→ **To do**:
Report every line of the entries below that holds the word "gazebo".

==================================================

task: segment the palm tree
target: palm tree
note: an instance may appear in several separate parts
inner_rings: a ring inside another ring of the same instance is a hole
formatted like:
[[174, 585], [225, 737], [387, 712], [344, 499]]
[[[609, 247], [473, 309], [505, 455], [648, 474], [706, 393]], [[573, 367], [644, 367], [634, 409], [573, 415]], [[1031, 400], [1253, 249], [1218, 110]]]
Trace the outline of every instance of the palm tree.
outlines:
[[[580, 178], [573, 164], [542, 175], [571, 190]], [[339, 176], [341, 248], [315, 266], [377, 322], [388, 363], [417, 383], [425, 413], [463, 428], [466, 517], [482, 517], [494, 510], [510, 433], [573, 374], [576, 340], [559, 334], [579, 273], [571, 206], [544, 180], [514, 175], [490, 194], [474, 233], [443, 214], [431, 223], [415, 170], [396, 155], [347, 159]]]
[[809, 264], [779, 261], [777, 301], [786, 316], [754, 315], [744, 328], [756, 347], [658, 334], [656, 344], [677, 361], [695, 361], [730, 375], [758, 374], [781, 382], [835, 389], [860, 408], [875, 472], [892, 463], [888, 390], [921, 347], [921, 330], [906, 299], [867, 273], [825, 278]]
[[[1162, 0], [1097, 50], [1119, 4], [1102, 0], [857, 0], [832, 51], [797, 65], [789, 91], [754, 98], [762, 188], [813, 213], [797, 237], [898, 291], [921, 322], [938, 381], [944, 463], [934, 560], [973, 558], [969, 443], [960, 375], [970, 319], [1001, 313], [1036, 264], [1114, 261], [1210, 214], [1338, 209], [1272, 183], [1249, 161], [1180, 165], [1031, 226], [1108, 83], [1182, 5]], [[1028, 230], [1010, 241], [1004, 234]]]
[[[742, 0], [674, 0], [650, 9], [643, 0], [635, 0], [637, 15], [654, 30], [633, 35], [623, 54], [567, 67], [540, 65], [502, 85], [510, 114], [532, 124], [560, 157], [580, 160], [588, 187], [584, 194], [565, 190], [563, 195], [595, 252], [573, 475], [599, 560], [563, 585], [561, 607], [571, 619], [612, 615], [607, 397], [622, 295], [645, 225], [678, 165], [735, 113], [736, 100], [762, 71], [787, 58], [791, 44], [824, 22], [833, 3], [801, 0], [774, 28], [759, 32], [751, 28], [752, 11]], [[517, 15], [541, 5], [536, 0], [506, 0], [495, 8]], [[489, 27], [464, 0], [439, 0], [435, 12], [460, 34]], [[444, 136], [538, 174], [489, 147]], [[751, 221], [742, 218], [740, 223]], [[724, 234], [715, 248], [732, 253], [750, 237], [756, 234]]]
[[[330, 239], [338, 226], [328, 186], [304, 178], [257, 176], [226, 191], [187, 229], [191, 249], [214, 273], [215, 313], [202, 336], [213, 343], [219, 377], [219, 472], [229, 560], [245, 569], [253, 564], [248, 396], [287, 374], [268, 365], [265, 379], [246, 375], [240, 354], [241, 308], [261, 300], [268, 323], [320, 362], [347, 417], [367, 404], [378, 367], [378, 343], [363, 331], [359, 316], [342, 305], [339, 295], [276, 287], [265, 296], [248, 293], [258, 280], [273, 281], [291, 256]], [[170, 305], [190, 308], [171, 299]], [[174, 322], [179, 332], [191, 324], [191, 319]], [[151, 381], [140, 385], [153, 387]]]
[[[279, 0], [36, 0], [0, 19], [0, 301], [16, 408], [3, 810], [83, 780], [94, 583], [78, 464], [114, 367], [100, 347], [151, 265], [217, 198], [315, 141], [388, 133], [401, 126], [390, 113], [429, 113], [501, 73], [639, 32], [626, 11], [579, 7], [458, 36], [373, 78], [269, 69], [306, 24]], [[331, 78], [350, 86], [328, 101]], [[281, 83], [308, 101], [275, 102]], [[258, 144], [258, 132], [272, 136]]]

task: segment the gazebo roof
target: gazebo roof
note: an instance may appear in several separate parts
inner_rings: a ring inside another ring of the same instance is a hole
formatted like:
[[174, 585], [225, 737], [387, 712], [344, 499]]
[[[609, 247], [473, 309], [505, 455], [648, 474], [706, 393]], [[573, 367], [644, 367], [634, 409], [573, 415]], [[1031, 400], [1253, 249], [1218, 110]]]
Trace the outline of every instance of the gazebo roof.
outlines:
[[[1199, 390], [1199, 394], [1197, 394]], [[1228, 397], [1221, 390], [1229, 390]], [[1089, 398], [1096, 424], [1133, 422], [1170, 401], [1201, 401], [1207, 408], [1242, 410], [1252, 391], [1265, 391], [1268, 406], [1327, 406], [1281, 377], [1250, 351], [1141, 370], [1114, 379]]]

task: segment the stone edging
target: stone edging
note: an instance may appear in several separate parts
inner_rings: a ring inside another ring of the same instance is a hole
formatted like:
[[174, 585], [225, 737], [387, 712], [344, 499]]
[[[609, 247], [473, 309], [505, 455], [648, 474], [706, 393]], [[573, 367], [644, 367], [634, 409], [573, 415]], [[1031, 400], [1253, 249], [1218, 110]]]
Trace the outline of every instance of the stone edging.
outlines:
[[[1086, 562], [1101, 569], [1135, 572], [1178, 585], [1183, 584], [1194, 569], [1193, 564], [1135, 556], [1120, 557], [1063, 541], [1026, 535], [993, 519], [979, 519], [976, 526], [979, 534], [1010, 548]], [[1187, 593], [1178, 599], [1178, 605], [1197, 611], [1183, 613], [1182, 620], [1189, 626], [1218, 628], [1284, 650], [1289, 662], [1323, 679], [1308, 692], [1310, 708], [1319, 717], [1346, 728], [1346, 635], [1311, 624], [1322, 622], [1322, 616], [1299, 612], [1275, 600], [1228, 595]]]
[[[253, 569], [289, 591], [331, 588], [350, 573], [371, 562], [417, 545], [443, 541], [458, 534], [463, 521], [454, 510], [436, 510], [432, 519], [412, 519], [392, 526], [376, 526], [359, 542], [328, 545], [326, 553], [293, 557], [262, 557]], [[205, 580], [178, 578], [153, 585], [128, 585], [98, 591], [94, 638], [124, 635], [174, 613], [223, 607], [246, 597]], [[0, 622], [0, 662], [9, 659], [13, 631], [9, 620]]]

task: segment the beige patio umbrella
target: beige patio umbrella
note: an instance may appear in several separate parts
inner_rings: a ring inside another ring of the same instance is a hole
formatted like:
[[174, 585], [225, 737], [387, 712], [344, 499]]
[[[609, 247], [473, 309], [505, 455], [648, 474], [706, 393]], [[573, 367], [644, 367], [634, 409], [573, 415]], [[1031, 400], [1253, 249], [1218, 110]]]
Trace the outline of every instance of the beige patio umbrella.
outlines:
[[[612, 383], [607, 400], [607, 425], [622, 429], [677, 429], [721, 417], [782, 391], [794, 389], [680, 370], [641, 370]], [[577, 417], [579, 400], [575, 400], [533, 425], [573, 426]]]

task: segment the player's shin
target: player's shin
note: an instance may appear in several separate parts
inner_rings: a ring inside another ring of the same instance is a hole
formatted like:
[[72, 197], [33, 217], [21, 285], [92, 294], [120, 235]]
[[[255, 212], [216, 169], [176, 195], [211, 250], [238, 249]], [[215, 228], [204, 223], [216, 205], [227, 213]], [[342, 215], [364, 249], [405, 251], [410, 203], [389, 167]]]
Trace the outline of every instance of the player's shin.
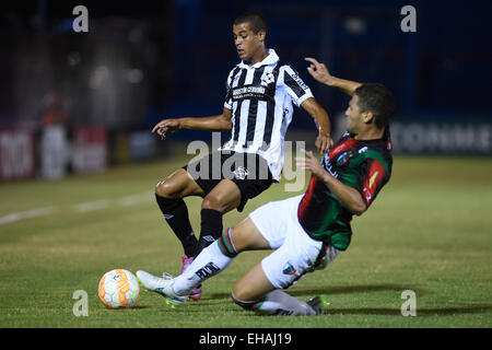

==================================================

→ **Expected output**:
task: segment the gazebo roof
target: gazebo roof
Trace the outline of every instance of the gazebo roof.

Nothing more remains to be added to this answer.